PROBLEM TO WORK ON =
Among the records, which lines hold the word "bush"? Pick them out.
(Beginning of RECORDS SUPPLIED)
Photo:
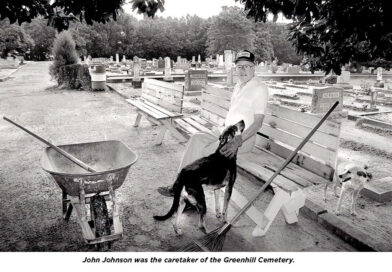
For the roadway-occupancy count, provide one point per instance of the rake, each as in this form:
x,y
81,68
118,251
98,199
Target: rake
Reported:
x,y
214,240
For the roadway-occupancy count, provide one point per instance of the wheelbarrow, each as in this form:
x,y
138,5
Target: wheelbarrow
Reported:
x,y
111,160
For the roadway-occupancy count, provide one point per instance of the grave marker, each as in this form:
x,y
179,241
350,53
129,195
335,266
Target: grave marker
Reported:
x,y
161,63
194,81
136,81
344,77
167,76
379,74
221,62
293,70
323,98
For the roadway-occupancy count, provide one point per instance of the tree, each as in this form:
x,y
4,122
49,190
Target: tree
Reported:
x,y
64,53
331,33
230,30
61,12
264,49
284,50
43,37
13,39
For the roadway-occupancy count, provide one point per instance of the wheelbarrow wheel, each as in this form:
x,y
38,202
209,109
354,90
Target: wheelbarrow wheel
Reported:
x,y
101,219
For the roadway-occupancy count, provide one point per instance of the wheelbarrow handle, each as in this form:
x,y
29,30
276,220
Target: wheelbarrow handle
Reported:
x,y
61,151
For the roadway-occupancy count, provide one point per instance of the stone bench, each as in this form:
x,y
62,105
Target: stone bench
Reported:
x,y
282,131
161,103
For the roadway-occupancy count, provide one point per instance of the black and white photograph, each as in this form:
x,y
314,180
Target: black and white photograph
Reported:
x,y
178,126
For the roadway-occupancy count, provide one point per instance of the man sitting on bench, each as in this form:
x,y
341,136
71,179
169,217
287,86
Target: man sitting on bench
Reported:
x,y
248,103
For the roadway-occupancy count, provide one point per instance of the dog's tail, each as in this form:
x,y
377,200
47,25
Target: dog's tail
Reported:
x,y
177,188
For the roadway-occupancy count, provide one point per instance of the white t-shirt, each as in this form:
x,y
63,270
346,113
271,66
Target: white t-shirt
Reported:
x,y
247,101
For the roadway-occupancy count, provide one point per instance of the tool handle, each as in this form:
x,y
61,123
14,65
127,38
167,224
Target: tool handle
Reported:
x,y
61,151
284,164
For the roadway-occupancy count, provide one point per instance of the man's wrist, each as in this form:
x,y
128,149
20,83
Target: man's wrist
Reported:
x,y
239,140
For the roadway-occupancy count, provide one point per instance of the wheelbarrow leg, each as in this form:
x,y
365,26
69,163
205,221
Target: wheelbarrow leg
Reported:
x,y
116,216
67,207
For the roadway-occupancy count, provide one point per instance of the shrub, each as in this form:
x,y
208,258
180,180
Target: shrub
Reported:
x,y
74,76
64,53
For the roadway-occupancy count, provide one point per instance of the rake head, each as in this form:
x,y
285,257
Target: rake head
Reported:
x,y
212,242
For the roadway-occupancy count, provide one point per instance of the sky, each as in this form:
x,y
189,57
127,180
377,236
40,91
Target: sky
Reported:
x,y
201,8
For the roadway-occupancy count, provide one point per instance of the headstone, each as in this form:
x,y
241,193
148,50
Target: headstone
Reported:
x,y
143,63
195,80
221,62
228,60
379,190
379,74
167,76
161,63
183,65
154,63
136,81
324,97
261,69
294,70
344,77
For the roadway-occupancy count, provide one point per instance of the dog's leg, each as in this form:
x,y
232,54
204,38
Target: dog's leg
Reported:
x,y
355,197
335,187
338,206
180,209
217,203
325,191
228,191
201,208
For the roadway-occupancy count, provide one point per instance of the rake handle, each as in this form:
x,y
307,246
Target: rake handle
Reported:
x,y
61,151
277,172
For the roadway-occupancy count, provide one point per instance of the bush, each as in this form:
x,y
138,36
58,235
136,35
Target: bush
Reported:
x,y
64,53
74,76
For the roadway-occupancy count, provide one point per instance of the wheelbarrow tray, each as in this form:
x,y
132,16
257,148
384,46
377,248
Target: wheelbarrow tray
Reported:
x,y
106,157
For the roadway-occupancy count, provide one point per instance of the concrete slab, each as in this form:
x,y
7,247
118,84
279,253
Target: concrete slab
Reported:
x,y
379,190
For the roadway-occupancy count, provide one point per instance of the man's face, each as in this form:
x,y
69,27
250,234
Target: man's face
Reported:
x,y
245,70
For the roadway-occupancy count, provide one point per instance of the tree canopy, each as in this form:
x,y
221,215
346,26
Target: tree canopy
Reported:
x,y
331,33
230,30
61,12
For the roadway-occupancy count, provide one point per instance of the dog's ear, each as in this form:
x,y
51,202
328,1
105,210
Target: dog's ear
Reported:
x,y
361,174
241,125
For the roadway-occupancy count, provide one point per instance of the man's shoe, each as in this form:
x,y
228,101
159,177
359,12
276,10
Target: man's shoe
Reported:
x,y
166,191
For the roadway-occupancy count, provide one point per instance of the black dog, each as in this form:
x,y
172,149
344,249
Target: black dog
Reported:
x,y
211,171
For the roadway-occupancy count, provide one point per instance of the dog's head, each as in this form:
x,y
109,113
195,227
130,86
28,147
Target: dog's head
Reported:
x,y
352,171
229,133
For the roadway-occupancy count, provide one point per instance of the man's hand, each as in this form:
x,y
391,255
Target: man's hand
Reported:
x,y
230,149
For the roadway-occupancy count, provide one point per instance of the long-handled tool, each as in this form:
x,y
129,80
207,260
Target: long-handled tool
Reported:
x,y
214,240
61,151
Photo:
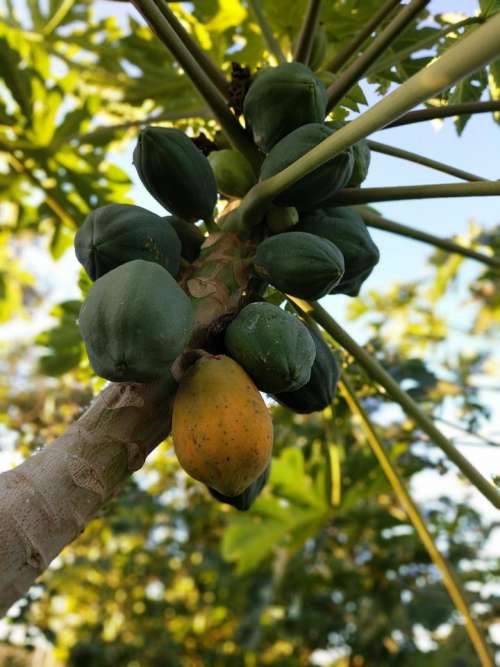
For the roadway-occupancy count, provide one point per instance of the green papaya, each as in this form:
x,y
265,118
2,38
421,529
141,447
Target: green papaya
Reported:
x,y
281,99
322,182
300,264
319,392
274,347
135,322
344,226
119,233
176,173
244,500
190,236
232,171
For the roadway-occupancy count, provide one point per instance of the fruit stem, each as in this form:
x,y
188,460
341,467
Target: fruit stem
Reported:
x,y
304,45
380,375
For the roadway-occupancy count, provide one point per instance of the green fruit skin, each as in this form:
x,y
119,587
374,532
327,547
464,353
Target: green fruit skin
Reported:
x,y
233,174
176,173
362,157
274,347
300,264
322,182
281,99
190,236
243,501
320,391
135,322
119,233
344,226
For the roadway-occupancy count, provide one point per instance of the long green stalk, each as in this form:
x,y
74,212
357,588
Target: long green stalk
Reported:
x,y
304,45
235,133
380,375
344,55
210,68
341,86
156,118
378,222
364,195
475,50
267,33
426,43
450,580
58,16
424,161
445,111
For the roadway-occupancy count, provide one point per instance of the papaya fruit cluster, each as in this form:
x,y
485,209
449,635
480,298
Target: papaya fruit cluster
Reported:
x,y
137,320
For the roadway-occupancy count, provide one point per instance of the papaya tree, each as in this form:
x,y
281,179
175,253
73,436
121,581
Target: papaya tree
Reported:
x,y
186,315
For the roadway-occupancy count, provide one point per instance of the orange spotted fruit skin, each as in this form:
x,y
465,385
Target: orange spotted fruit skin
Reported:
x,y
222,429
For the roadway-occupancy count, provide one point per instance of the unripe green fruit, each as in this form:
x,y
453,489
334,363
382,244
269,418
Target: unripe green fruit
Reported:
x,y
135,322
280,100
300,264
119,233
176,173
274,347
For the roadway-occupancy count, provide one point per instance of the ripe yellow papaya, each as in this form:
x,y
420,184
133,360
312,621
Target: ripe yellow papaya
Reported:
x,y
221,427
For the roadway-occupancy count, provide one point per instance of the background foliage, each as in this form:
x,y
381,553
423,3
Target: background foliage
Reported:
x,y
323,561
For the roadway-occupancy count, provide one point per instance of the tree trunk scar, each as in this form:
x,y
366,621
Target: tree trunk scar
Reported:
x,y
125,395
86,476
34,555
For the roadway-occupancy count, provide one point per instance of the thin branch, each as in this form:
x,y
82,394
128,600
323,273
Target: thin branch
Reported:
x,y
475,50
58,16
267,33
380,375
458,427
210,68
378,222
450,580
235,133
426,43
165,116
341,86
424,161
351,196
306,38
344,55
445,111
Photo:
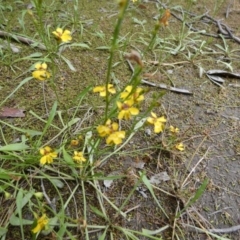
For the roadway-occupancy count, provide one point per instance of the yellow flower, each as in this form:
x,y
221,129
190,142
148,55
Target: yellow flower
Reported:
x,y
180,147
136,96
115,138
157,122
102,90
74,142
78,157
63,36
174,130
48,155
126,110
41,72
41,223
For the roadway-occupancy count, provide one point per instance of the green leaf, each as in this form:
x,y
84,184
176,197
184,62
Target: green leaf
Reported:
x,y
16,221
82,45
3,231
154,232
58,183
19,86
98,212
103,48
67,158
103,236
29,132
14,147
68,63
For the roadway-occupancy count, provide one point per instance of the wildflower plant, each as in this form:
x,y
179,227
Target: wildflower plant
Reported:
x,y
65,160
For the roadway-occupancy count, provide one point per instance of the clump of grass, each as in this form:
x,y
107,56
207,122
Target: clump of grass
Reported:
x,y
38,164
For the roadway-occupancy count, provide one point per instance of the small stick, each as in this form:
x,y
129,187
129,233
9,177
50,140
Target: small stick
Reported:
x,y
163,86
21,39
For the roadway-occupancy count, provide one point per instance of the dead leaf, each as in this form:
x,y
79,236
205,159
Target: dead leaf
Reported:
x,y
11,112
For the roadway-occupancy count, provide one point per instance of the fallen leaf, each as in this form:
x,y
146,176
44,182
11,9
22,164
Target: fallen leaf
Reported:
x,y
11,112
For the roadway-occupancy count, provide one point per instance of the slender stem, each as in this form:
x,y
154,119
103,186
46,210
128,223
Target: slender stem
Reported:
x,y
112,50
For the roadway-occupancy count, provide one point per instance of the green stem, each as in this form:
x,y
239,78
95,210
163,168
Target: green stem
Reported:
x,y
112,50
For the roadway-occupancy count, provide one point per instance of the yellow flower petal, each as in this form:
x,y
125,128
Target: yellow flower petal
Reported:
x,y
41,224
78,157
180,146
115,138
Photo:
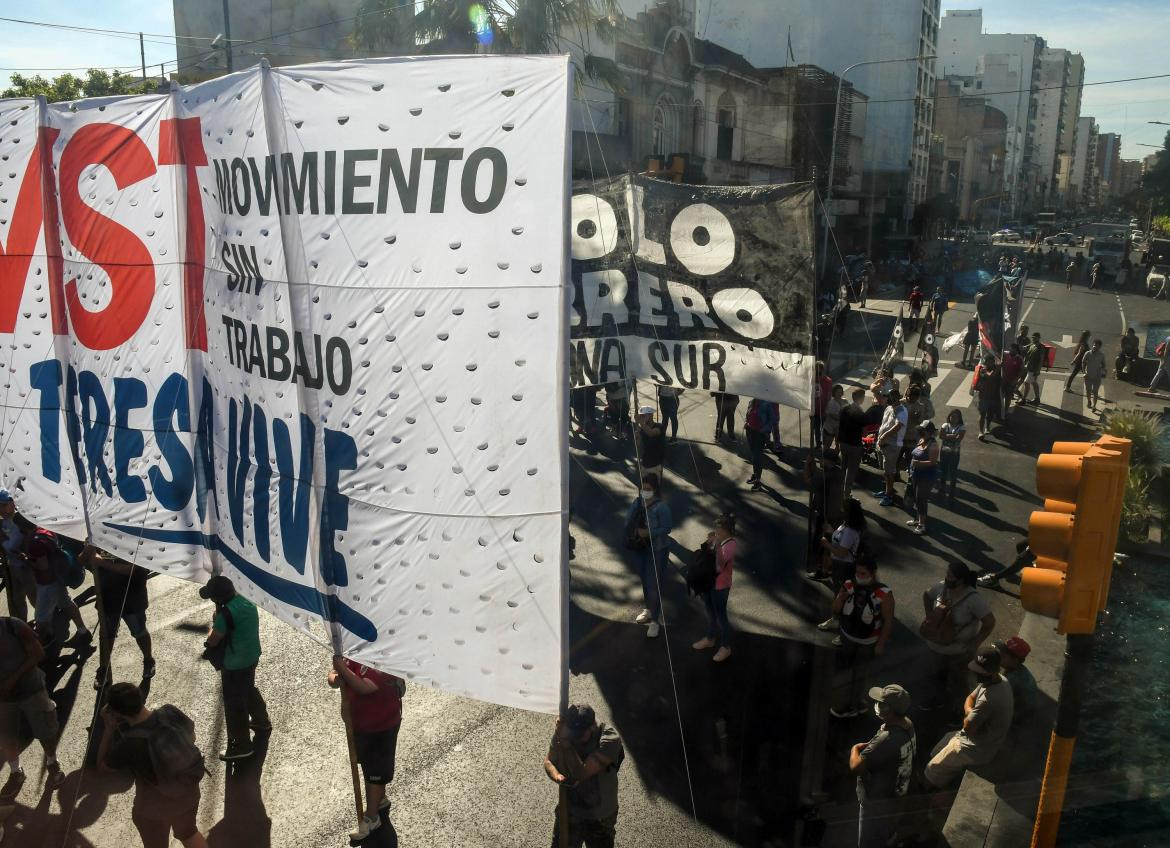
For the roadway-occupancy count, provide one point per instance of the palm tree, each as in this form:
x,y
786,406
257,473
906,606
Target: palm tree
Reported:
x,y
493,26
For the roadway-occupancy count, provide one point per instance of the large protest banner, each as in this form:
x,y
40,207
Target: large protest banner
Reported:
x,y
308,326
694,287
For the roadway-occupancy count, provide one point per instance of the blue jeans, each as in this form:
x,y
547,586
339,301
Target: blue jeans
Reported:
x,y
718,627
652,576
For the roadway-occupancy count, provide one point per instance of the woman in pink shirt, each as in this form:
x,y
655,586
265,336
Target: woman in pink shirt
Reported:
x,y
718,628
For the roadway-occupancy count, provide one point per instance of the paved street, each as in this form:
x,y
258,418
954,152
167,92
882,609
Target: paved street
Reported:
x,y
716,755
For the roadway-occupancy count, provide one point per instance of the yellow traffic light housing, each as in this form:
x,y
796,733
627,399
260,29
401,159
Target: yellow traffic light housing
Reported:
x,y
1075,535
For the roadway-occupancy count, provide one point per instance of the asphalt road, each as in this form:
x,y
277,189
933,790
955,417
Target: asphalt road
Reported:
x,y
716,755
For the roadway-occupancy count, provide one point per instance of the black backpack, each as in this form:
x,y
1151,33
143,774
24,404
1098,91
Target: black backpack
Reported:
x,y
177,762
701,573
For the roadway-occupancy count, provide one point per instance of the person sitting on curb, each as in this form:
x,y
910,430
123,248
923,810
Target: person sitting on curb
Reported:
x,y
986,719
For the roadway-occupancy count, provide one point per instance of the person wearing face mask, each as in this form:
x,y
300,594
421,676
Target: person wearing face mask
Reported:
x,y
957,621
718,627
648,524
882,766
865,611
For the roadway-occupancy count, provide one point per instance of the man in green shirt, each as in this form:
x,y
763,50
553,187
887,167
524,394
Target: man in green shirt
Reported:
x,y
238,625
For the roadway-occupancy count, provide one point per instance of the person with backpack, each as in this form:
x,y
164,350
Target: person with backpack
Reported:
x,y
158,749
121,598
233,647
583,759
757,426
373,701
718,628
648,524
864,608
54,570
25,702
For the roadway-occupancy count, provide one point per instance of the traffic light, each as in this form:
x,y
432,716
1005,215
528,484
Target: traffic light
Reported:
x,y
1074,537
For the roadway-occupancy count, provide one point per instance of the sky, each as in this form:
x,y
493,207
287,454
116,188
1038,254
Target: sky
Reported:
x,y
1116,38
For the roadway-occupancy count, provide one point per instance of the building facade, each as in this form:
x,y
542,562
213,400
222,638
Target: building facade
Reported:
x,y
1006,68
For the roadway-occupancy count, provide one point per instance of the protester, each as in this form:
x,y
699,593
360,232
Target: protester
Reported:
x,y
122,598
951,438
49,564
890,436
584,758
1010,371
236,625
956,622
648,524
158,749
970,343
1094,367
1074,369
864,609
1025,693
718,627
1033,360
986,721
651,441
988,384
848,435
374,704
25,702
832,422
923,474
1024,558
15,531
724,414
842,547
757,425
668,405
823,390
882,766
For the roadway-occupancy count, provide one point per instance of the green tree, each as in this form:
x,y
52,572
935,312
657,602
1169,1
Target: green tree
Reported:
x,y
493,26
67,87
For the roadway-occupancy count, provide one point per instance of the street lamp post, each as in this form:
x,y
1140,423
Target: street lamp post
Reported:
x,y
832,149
(End of RECORDS SUPPLIED)
COMPLETED EXERCISE =
For the roadway-occupancy count, provide one point per instance of the bush, each as in this form:
Target: bush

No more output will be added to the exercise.